▸ **Exercise directions**:
Determine how many lines in the data below contain "plate" and write only that number.

▸ **Dataset**:
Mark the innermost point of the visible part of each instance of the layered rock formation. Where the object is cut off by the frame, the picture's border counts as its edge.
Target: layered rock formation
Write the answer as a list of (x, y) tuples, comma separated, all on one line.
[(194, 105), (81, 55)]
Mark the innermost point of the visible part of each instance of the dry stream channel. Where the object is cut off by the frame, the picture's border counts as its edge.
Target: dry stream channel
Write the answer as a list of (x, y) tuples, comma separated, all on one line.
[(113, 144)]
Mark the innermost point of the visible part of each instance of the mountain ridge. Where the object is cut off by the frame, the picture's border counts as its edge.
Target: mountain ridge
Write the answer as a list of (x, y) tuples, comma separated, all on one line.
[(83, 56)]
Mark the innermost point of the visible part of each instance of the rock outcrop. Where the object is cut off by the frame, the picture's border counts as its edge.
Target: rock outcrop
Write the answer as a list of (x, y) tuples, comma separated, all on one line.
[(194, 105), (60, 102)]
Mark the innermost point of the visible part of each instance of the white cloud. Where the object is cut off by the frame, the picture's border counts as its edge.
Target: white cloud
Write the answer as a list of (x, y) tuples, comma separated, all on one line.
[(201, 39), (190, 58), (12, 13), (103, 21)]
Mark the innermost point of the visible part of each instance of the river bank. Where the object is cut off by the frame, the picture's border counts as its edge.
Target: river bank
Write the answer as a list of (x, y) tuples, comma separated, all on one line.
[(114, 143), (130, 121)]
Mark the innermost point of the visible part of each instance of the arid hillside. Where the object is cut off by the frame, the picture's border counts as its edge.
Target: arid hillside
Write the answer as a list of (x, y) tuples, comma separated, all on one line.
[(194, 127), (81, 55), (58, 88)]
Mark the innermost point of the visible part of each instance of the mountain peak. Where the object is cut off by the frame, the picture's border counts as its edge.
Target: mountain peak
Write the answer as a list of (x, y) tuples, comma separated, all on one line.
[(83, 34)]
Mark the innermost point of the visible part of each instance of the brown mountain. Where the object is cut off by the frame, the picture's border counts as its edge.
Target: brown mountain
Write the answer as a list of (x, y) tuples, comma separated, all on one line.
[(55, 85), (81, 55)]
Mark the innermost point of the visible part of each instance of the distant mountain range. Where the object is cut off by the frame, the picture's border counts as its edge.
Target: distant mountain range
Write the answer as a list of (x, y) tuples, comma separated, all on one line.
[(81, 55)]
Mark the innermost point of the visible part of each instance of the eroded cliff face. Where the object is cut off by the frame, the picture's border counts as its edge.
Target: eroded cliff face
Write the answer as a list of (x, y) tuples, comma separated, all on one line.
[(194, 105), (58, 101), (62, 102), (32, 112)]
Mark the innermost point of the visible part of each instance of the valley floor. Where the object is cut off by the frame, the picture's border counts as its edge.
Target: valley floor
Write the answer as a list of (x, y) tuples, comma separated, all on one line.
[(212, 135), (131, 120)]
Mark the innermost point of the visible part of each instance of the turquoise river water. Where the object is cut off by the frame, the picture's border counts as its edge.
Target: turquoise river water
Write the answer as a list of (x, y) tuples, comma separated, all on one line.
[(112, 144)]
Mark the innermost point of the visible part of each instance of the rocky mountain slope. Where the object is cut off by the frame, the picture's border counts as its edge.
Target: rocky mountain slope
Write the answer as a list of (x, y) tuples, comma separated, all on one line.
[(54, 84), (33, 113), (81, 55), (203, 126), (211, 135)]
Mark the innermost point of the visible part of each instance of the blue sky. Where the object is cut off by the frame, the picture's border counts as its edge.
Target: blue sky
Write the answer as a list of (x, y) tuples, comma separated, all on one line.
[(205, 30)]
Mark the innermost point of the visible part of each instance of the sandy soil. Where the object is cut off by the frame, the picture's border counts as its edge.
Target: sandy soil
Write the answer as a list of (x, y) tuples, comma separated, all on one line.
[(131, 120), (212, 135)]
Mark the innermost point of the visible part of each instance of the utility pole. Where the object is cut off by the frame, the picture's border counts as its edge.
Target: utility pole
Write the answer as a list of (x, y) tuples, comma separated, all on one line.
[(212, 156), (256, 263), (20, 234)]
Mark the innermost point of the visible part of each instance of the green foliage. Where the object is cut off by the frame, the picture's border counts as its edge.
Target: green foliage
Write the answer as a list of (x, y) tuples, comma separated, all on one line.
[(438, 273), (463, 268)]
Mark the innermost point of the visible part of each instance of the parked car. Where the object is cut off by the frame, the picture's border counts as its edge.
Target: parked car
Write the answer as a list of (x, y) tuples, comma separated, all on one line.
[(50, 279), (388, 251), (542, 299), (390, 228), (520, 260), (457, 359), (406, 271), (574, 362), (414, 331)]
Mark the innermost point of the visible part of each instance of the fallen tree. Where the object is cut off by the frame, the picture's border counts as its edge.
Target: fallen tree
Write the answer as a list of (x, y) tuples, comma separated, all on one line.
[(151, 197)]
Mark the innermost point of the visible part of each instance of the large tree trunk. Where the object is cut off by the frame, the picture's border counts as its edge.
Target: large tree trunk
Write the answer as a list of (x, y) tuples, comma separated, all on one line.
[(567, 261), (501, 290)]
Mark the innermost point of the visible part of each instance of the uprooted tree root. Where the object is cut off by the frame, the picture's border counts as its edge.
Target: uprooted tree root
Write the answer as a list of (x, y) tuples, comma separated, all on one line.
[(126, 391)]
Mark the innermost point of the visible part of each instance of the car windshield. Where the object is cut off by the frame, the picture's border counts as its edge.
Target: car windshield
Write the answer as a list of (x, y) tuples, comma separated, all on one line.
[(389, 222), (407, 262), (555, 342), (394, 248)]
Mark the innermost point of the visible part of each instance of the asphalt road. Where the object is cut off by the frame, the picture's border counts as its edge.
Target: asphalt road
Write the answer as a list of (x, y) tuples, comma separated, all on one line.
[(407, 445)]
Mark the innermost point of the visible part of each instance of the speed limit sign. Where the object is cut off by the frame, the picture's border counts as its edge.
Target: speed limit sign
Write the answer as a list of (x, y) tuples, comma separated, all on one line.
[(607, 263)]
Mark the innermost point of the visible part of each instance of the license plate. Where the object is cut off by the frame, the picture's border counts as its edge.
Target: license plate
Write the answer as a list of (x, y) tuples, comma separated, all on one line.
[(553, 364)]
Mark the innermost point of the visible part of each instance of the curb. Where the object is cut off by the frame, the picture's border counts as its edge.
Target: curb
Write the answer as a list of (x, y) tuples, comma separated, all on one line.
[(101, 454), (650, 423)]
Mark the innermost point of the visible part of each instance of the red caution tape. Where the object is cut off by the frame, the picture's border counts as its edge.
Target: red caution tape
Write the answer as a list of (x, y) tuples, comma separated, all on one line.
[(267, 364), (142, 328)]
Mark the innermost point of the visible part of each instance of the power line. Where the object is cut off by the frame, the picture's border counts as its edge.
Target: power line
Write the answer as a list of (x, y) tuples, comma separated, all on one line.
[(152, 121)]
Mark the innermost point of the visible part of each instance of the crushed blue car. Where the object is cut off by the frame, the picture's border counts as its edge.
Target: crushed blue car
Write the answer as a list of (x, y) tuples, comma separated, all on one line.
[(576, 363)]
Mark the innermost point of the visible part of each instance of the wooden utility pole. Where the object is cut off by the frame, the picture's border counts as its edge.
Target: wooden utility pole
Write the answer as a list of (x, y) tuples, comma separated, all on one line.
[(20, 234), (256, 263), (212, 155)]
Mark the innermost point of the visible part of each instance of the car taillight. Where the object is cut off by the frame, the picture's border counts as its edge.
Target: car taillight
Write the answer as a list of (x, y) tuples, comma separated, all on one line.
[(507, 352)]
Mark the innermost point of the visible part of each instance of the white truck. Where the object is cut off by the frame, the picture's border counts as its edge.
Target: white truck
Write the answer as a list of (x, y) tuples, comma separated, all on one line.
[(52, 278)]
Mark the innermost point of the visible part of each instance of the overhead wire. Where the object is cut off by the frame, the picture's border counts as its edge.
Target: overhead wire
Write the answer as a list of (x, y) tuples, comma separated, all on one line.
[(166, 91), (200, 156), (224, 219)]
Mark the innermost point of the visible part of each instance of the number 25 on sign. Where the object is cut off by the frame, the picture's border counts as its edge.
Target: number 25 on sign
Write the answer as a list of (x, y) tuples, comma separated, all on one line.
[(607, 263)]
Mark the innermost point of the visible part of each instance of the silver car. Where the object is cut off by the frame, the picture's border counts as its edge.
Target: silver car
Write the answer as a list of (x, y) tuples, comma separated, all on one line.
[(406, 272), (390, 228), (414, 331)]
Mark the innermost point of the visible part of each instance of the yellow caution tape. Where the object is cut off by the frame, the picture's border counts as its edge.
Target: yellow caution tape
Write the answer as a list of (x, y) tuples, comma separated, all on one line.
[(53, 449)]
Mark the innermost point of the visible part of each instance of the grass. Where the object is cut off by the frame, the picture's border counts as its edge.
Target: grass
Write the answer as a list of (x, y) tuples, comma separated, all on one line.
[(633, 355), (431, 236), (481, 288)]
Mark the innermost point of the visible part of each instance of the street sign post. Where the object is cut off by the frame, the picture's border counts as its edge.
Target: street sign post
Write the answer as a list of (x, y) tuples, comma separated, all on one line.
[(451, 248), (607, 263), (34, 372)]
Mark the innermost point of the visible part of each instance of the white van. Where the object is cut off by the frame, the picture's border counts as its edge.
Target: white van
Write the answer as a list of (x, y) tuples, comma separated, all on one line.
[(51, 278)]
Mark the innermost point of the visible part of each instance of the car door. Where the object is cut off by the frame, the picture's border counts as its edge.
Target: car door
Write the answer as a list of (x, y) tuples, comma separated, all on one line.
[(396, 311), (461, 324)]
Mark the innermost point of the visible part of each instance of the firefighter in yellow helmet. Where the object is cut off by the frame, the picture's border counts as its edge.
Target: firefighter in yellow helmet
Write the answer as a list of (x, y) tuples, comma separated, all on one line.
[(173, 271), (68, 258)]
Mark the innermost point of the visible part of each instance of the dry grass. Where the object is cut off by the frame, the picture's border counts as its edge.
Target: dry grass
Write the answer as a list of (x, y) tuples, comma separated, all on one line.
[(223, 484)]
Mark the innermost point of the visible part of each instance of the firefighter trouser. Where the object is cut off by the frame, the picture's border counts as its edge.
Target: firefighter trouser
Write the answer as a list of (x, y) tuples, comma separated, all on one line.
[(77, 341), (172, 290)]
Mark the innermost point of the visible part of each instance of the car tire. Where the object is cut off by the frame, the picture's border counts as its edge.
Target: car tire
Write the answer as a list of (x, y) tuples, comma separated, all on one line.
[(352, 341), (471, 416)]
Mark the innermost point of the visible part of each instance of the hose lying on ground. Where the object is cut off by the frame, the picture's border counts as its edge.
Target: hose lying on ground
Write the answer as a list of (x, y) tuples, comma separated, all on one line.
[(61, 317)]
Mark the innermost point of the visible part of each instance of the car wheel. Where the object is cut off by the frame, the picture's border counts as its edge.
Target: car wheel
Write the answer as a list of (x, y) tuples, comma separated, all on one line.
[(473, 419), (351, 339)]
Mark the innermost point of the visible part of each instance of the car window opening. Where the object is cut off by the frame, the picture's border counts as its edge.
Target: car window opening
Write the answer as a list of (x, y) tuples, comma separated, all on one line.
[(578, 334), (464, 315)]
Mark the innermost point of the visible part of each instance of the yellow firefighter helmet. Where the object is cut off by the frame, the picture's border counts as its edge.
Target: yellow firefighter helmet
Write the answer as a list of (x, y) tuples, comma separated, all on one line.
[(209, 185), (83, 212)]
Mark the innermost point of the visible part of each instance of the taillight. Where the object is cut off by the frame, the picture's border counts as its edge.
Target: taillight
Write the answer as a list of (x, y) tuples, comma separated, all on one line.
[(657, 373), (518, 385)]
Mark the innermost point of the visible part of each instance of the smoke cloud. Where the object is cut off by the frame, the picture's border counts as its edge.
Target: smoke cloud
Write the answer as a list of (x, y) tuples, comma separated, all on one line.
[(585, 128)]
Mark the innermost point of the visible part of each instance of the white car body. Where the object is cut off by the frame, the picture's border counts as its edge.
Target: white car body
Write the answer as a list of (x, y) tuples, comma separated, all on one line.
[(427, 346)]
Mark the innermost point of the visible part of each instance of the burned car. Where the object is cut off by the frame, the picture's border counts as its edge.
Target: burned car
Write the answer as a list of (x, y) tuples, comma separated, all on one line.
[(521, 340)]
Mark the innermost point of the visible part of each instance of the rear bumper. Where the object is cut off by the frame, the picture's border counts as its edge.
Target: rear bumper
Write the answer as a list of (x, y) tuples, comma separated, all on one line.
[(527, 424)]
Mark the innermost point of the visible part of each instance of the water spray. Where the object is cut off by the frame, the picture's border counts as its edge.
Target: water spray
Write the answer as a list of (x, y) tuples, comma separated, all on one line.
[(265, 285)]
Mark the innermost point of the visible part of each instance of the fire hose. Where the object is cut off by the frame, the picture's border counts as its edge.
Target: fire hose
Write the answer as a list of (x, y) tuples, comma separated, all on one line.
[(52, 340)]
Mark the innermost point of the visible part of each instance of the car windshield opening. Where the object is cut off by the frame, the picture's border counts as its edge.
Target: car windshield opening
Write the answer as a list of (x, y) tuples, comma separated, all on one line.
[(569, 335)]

▸ **Output for this task**:
2